Information given Block Start
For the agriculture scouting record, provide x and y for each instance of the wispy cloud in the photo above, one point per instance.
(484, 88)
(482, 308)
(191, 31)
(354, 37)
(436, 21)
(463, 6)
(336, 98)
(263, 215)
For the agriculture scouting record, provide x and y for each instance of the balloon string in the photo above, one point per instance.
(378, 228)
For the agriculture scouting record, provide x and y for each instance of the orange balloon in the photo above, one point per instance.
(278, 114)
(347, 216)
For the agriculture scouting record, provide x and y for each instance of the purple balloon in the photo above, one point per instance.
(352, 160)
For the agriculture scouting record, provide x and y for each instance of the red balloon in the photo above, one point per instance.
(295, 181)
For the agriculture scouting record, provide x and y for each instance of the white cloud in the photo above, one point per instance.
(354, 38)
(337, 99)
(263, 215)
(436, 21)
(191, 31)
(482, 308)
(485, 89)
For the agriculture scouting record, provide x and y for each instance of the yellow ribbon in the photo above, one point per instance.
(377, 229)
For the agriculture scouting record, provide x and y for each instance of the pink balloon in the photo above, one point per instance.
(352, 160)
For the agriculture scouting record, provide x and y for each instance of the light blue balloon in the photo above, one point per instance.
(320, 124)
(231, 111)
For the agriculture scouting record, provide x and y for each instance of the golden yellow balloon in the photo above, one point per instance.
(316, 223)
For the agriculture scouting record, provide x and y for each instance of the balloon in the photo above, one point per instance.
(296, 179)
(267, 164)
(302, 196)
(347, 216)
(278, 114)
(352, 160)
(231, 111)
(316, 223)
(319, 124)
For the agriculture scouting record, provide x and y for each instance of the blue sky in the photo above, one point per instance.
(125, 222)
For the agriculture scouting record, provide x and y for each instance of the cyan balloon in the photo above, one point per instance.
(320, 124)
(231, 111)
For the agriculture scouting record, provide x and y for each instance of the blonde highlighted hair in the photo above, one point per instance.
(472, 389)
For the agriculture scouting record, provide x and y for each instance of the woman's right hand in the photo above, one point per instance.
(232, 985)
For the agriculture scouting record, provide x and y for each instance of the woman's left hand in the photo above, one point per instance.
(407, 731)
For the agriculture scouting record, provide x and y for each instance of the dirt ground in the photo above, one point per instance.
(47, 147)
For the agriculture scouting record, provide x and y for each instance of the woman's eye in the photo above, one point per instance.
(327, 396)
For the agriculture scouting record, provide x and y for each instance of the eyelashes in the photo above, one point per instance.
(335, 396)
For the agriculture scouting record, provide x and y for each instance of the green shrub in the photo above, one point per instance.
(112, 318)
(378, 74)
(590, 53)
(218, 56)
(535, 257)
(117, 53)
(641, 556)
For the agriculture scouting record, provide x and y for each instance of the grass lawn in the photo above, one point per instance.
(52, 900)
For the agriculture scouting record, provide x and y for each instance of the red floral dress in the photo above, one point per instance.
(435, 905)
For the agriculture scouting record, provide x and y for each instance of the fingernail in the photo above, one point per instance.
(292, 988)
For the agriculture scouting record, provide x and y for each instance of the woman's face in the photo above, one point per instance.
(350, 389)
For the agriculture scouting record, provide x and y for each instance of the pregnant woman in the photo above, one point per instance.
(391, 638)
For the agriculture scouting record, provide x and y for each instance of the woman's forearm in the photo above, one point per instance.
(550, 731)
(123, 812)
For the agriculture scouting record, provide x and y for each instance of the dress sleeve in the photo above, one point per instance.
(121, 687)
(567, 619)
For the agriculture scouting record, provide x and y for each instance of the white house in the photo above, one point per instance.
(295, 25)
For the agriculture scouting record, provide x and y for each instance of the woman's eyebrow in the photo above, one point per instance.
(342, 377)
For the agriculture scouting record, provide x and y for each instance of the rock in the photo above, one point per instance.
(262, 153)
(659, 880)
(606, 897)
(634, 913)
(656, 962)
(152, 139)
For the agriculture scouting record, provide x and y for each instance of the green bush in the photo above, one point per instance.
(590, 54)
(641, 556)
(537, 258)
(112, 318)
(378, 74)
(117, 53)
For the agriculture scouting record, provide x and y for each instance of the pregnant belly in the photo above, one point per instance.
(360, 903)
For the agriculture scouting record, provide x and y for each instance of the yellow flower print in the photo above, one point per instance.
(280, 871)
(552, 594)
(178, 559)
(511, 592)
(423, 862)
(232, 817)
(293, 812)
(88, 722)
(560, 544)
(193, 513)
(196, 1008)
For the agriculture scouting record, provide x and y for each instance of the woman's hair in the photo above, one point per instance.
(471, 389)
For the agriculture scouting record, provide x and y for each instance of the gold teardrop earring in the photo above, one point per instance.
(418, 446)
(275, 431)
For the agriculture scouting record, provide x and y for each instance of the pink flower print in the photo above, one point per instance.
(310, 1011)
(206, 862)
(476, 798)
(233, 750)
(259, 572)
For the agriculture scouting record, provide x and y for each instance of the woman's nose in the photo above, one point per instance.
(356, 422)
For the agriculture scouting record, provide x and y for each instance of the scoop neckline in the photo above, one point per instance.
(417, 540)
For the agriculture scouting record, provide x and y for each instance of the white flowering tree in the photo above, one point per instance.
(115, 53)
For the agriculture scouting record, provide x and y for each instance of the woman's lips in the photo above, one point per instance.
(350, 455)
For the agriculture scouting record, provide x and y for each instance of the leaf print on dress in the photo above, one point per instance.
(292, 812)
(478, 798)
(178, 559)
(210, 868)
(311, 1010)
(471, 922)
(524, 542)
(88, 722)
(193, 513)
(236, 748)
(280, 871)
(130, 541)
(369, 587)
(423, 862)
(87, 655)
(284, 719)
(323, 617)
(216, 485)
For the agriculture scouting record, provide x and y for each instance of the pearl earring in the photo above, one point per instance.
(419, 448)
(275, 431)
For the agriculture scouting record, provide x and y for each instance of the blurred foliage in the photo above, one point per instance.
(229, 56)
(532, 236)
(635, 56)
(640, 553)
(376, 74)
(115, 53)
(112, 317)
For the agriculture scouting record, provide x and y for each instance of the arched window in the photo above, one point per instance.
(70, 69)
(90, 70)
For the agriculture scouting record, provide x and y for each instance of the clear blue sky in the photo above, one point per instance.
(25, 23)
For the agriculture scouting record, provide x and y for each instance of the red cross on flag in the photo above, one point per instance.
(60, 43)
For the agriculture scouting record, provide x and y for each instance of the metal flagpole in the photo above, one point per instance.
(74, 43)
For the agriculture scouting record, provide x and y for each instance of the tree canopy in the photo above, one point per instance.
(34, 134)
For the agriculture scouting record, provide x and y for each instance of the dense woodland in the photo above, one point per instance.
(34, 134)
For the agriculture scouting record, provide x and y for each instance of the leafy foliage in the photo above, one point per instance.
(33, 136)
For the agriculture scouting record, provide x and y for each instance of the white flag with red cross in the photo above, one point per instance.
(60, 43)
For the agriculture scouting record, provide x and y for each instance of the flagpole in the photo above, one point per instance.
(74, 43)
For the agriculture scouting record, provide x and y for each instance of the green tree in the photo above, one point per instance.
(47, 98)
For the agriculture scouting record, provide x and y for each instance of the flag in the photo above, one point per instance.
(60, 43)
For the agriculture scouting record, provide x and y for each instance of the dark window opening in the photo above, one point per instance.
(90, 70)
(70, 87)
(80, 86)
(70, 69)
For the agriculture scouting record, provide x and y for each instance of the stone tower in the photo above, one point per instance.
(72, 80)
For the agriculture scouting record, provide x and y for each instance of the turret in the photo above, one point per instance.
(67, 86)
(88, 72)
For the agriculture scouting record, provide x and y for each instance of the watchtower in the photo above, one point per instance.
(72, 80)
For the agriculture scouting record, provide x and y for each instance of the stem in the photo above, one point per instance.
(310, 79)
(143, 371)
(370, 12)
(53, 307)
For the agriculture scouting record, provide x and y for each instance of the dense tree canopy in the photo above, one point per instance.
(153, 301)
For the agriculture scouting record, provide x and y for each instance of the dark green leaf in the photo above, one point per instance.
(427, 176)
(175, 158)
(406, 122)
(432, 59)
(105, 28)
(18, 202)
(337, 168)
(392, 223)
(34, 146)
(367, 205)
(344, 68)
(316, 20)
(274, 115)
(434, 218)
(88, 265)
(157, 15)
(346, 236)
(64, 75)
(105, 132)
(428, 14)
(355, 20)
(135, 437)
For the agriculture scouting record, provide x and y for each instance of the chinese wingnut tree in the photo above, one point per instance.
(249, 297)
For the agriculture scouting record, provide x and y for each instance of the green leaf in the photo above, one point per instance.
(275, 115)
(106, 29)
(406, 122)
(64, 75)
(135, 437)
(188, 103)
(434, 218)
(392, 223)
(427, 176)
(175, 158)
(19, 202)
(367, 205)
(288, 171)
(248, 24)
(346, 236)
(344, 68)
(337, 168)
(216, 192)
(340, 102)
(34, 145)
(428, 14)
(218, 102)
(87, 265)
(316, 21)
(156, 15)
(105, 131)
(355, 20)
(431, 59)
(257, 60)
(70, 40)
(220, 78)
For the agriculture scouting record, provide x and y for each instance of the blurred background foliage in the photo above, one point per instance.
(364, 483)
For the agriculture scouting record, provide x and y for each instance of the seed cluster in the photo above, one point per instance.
Information given Block End
* Task to complete
Your answer must be the lines from the one that contains "the blurred background" through the last line of the entries above, copied exactly, with no other lines.

* Answer box
For the agriculture scouting record, provide x and y for each instance of the blurred background foliage in the photo above, one point per instance.
(364, 483)
For the agriculture scouting record, provide x and y for each instance of the seed cluster in the photo above, one point per instance.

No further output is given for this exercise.